REQUIRED WORK: Print all of the entries exactly, minus the pictures.

------ DATA LISTING ------

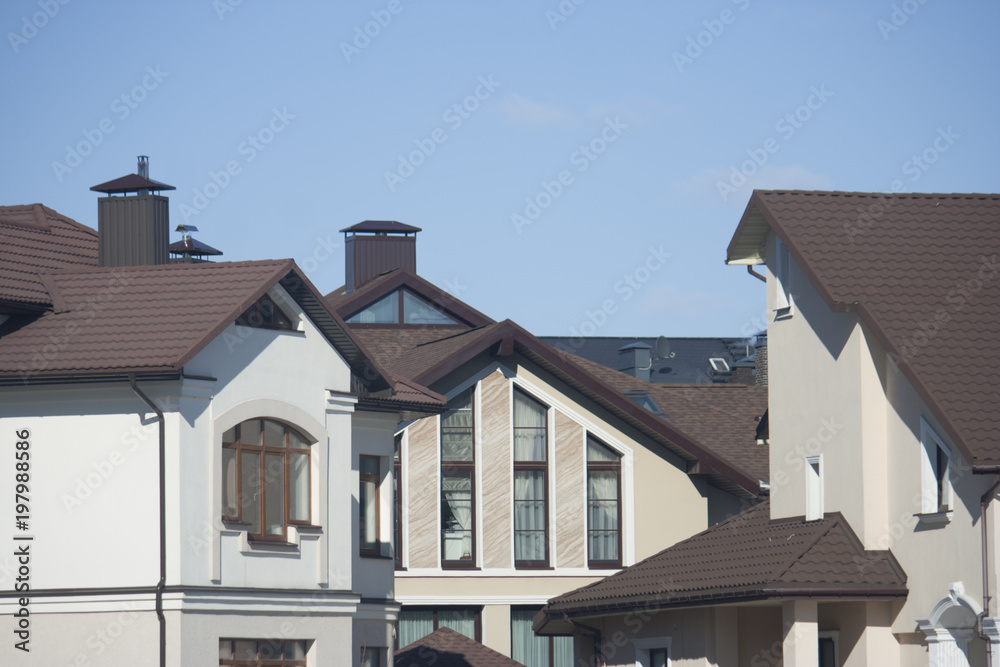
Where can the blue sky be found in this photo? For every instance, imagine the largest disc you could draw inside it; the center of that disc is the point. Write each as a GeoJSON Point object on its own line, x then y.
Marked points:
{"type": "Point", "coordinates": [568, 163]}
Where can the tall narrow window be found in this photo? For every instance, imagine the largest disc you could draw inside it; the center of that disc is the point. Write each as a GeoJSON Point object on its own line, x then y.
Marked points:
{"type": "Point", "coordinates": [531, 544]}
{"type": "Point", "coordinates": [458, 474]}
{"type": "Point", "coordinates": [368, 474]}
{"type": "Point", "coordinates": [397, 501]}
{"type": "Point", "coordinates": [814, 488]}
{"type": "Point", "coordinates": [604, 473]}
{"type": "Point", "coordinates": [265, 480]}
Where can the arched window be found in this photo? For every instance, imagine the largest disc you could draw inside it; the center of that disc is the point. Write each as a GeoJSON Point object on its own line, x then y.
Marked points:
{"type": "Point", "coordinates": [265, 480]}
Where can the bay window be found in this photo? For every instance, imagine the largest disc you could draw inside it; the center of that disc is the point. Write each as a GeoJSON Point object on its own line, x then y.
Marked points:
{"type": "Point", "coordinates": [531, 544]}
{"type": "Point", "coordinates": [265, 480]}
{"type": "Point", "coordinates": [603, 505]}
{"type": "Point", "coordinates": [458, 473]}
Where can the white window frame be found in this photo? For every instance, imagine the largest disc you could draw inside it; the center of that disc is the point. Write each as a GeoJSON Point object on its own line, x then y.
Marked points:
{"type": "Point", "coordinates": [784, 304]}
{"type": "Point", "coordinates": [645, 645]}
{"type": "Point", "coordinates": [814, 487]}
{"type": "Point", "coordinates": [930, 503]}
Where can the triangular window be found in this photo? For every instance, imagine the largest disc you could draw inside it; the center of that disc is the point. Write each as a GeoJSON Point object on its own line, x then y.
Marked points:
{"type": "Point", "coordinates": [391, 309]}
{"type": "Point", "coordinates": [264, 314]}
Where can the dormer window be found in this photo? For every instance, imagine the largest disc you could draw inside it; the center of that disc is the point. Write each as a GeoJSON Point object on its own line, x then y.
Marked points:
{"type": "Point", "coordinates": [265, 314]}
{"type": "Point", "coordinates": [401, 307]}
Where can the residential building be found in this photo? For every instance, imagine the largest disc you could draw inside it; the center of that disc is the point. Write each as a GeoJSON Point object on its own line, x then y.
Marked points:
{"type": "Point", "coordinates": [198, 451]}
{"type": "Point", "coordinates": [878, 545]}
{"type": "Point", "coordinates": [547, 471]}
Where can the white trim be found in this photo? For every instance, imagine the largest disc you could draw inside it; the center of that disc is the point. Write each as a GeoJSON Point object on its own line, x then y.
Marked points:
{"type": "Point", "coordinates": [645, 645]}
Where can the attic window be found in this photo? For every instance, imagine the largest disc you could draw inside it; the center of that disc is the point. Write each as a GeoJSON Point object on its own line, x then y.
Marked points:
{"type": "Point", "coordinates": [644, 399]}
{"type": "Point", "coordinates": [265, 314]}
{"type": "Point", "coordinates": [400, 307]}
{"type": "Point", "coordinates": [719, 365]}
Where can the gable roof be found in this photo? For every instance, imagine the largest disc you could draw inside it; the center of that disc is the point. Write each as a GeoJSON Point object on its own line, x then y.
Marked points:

------

SOLUTION FOR THIS PROBLEM:
Where can the blue sky be found in this photo? For every instance, imagine the largest disc you could draw inside it; the center of that disc is the point. Write each as a GeoJSON Point object on its own line, x then y.
Marked points:
{"type": "Point", "coordinates": [568, 163]}
Where can the tall narrow window be found in this photo? For every instance, imagine the largest disc you could draw inside it; the center of that disc is the point. Write each as a GeoJSON Point object on its own line, x then y.
Marked points:
{"type": "Point", "coordinates": [531, 544]}
{"type": "Point", "coordinates": [458, 474]}
{"type": "Point", "coordinates": [368, 474]}
{"type": "Point", "coordinates": [397, 501]}
{"type": "Point", "coordinates": [814, 488]}
{"type": "Point", "coordinates": [604, 473]}
{"type": "Point", "coordinates": [265, 480]}
Where can the arched window be found in this photo? For every instance, imagine the largest disc you could draw inside it; the center of that disc is the point. Write each as a GeoJSON Point object on its own line, x then y.
Marked points:
{"type": "Point", "coordinates": [265, 480]}
Where can the bay window be found in this photo? For every instance, imagine the largest disc you could draw inside it; the center of that disc is the point. Write each as a GeoJSON Point object on its own line, x then y.
Marked points:
{"type": "Point", "coordinates": [531, 544]}
{"type": "Point", "coordinates": [265, 480]}
{"type": "Point", "coordinates": [603, 505]}
{"type": "Point", "coordinates": [458, 473]}
Where can the white window frame be found in this photo? For every instance, imagine the largest disc you could draw inside it; the center of that disc is the point. Write each as a GeoJSON Point object on its own line, x then y.
Marked points:
{"type": "Point", "coordinates": [784, 304]}
{"type": "Point", "coordinates": [645, 645]}
{"type": "Point", "coordinates": [814, 487]}
{"type": "Point", "coordinates": [930, 503]}
Where can the triangular window be found in this photo? For every instance, imagine the largest disc you could draw inside it; the center of that disc is the point. Write each as a GeoJSON Point object on its own line, x then y.
Marked points:
{"type": "Point", "coordinates": [391, 309]}
{"type": "Point", "coordinates": [264, 314]}
Where can the dormer window be found in this photo? For every instance, imagine the largest disc you could draw inside it; the center of that disc is the point. Write each as a GeoJSON Point object on its own line, x then y.
Marked points:
{"type": "Point", "coordinates": [265, 314]}
{"type": "Point", "coordinates": [401, 307]}
Where can the residential building be found in this photo? For every instance, imagine the largest disc you could draw inside it; the center of that disc is the point. Write each as a GeoJSON Point object on its own line, x then y.
Marked points:
{"type": "Point", "coordinates": [198, 451]}
{"type": "Point", "coordinates": [878, 545]}
{"type": "Point", "coordinates": [547, 471]}
Where can the white trim be found in this photo? For every instance, imagine the largest disc you could draw inside it; the center of that disc is the point. Write each as a GeoJSON Point object on its own line, x then y.
Marked points:
{"type": "Point", "coordinates": [645, 645]}
Where can the attic window be found in this photo? For every instance, imagine the largest disc you could draw inside it; the center of that disc is the point. Write each as a GeoJSON Point object on its own line, x then y.
Marked points:
{"type": "Point", "coordinates": [644, 399]}
{"type": "Point", "coordinates": [265, 314]}
{"type": "Point", "coordinates": [400, 307]}
{"type": "Point", "coordinates": [719, 365]}
Where can the gable roof be found in this photo? For every instance, imagine the largest disc you could draw inside it; the center of that disc is the point. Write each as a GeoJSON Point object on its own line, x then y.
Marked points:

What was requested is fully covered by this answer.